### Task statement:
Extract every line in the records below that contains the word "wall", copying each line in full.

## Start Records to process

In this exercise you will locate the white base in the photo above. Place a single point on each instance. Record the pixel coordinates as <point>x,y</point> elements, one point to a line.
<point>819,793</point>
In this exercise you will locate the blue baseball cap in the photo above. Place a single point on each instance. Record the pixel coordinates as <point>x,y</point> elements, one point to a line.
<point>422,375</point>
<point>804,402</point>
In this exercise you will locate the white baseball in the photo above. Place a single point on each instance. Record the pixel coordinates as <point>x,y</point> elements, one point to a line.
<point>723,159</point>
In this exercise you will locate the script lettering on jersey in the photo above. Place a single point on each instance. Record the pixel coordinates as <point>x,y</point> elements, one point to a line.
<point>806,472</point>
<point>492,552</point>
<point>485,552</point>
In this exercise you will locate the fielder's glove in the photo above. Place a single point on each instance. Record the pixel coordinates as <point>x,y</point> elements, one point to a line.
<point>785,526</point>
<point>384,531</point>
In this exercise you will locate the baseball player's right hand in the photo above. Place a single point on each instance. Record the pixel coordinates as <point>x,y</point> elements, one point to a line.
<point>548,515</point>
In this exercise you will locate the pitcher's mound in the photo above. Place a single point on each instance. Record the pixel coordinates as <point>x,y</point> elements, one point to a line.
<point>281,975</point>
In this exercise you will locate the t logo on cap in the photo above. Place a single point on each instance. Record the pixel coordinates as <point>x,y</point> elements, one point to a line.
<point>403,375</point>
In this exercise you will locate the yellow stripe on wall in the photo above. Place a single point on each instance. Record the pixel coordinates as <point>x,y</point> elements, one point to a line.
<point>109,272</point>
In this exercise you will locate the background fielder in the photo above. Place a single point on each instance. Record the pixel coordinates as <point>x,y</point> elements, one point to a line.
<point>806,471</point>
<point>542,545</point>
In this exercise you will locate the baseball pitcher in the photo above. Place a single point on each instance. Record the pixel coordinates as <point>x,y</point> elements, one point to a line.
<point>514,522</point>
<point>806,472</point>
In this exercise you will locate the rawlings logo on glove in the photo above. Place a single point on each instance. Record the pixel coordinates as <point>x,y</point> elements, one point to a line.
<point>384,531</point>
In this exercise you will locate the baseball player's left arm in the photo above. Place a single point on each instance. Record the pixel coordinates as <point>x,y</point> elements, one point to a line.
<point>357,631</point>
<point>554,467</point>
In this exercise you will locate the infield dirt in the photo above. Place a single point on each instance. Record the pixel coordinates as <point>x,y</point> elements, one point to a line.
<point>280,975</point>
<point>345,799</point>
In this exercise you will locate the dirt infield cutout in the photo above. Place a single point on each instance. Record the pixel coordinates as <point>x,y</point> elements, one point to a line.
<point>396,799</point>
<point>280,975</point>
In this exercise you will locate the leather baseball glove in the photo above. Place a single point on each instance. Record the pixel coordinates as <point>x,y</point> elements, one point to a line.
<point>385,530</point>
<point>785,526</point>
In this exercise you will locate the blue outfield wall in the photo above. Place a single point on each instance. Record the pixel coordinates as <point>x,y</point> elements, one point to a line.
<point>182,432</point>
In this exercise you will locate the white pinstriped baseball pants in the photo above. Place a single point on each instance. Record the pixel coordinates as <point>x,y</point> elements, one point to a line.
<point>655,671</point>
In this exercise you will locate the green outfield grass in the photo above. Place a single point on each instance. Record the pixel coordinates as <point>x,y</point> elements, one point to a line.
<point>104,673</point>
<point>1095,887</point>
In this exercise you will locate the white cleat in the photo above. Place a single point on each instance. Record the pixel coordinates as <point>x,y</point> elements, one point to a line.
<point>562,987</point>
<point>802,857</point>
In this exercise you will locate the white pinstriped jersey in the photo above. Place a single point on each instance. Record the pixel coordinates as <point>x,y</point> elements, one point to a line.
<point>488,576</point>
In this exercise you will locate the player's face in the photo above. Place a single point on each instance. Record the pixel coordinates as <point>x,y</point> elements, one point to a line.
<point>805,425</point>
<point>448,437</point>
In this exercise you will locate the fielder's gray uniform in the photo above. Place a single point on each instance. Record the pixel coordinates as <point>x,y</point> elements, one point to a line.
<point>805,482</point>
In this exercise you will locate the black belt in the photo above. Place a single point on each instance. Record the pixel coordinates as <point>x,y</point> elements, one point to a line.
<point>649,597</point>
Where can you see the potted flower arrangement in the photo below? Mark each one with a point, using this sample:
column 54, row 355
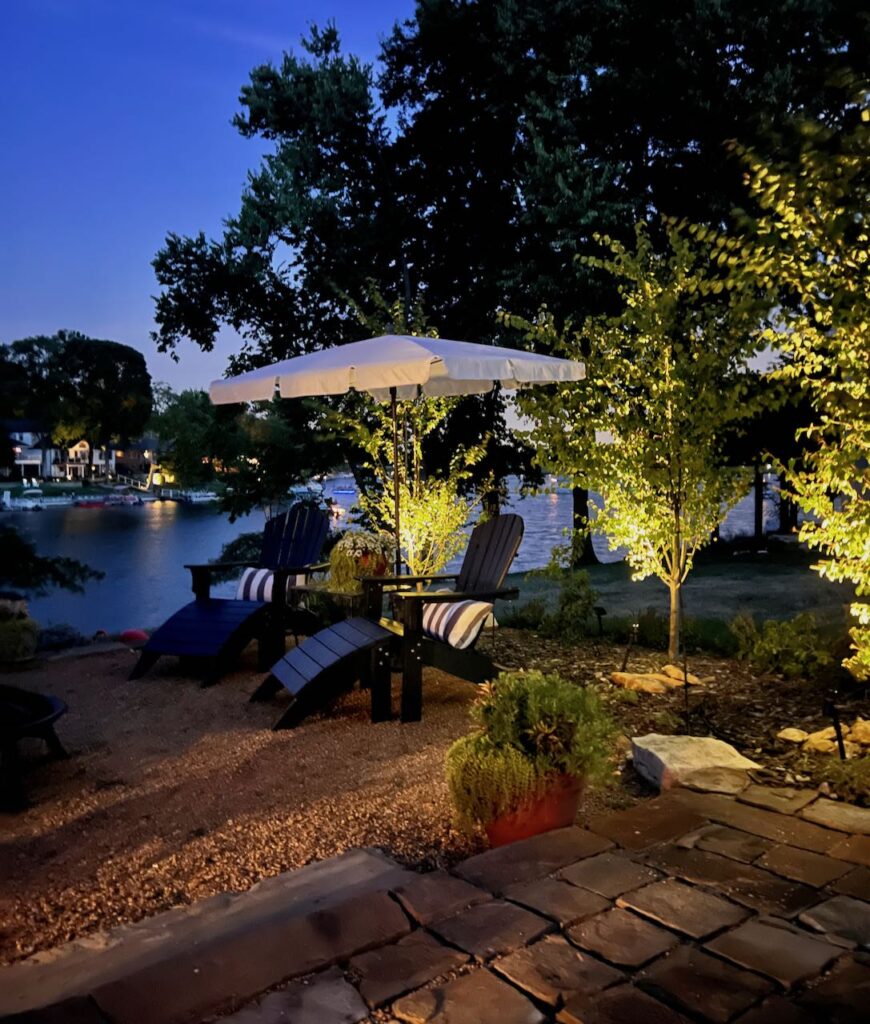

## End Records to process

### Final result:
In this exercise you will locate the yellow stripe on wall in the photo above. Place a single point on each instance. Record the pixel coordinates as <point>x,y</point> elements, one point to a line.
In this exercise you will locate the blue outfield wall in the photo above. Place a single point on each instance. Record the pixel coordinates as <point>x,y</point> elements, one point to a line.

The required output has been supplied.